- _What this task involves_
Read the lines below, and copy any that contain the string "grass".

- _Study material_
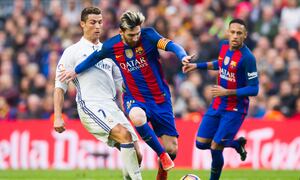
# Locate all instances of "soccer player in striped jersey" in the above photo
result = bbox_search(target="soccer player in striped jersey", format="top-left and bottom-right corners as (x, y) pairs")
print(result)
(183, 19), (259, 180)
(59, 10), (194, 180)
(53, 7), (142, 180)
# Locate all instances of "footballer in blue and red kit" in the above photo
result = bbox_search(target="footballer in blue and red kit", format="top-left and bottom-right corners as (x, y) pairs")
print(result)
(183, 19), (259, 180)
(75, 27), (187, 137)
(196, 39), (259, 145)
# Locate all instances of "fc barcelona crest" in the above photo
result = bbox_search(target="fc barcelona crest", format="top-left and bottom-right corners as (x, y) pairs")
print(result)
(224, 56), (230, 65)
(125, 49), (133, 58)
(135, 46), (143, 55)
(230, 61), (237, 69)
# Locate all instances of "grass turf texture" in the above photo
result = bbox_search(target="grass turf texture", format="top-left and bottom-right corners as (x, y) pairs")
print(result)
(0, 169), (299, 180)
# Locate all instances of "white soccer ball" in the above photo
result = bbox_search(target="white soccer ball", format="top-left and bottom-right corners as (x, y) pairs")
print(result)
(180, 174), (201, 180)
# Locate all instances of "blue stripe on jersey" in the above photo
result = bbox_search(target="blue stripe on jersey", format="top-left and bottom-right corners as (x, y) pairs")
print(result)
(73, 78), (111, 133)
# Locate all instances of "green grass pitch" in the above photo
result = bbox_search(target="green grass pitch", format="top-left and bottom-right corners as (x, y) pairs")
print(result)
(0, 169), (299, 180)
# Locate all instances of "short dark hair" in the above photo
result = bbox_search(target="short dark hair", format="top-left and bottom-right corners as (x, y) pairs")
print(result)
(229, 19), (247, 30)
(81, 7), (101, 22)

- _Answer space_
# Locate all instances of "grass turf texture" in the above photo
result = bbox_search(target="grass turf texture", format="top-left and bottom-right corners as (x, y) pairs")
# Locate all instances of "green grass pitch" in the above photo
result = bbox_search(target="green grass pitch", format="top-left and bottom-right corners as (x, y) pairs")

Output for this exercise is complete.